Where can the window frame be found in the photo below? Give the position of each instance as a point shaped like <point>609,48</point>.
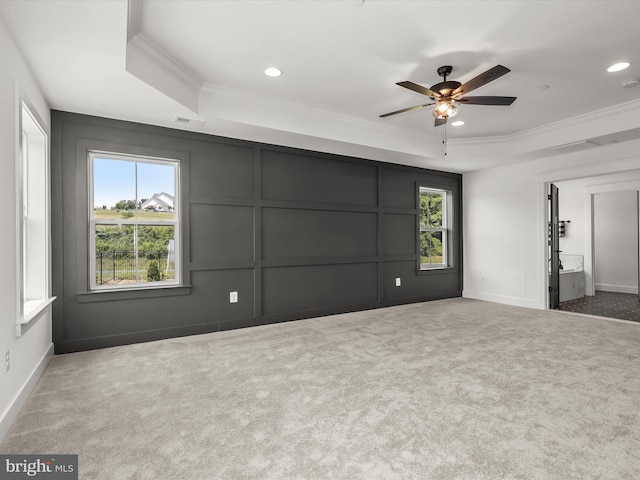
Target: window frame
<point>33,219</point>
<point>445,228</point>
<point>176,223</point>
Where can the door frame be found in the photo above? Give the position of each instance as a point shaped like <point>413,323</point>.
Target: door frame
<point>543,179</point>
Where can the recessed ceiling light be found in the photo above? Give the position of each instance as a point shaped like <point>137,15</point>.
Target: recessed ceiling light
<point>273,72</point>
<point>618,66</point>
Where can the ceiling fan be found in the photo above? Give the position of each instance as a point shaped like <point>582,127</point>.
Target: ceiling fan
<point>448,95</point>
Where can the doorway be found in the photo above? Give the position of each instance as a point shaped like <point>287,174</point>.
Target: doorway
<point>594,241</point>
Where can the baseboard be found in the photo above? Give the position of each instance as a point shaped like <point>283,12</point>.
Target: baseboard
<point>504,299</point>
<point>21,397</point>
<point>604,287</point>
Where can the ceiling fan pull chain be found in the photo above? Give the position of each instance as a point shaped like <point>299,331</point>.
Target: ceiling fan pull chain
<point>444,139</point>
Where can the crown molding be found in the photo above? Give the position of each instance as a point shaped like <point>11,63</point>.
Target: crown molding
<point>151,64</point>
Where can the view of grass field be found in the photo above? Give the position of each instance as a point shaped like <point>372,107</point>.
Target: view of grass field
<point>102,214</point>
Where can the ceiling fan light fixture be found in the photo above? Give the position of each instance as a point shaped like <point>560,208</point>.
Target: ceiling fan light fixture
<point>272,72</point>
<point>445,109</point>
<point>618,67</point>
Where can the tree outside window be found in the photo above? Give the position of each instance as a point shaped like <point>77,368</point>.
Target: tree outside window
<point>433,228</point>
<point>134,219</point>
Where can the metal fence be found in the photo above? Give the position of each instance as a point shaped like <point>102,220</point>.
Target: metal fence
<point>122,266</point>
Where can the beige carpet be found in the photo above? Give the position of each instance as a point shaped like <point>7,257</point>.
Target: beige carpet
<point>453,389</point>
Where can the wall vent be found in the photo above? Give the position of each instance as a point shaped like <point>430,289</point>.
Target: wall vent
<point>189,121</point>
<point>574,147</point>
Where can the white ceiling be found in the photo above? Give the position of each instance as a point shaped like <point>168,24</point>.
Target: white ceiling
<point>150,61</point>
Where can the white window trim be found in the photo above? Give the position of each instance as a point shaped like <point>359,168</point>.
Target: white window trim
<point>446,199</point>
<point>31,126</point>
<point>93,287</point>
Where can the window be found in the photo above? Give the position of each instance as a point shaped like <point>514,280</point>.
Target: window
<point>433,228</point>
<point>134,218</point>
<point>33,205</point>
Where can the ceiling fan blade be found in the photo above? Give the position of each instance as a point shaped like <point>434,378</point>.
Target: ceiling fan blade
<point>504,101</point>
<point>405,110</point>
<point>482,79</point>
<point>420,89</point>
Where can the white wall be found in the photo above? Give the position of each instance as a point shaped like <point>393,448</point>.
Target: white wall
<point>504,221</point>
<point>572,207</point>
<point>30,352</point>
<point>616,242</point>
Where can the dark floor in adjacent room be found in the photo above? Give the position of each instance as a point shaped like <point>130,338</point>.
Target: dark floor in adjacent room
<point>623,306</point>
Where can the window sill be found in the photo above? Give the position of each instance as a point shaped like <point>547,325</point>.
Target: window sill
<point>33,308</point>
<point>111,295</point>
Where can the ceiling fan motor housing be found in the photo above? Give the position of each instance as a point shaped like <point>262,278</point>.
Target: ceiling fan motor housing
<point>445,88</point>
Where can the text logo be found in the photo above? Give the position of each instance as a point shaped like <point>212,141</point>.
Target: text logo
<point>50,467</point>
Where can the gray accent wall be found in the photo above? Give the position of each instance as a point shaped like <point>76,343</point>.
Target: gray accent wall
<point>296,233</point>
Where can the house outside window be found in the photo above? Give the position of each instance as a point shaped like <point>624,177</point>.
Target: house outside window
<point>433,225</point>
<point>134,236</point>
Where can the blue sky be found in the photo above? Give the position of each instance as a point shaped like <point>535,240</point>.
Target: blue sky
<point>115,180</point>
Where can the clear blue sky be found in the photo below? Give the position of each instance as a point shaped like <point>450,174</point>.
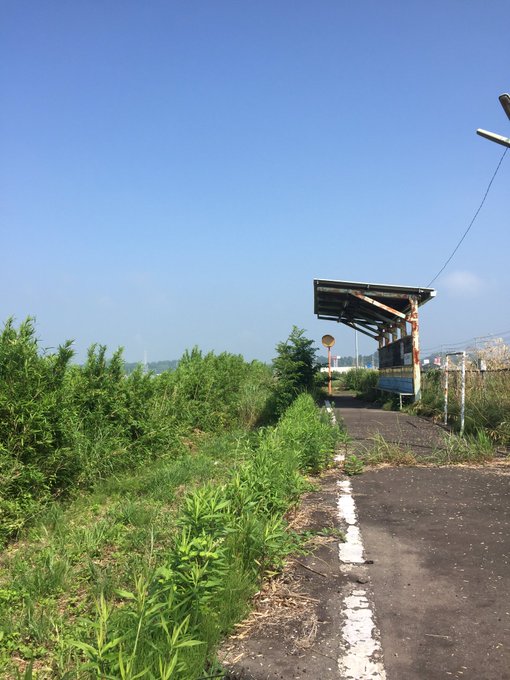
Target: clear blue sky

• Set task:
Copy, exactly and exclusively, the lines beginning with the one that contains "Where can the gray" and ending with the last line of the listing; pictures are to be omitted.

• Reply to the exercise:
Where can the gray accent wall be found in the photo above? Give the position of each instance as a point shaped like <point>76,343</point>.
Target: gray accent wall
<point>296,233</point>
Where can the house outside window be found in the photo above? Give the position of each instance as a point shaped like <point>624,177</point>.
Target: house outside window
<point>433,225</point>
<point>134,236</point>
Where can the blue sky be found in the photo above? Give the position of each instance as a point shaped like <point>535,240</point>.
Target: blue sky
<point>115,180</point>
Where can the clear blue sky be found in the photo below? Give the position of each instance as a point shaped like <point>450,174</point>.
Target: clear blue sky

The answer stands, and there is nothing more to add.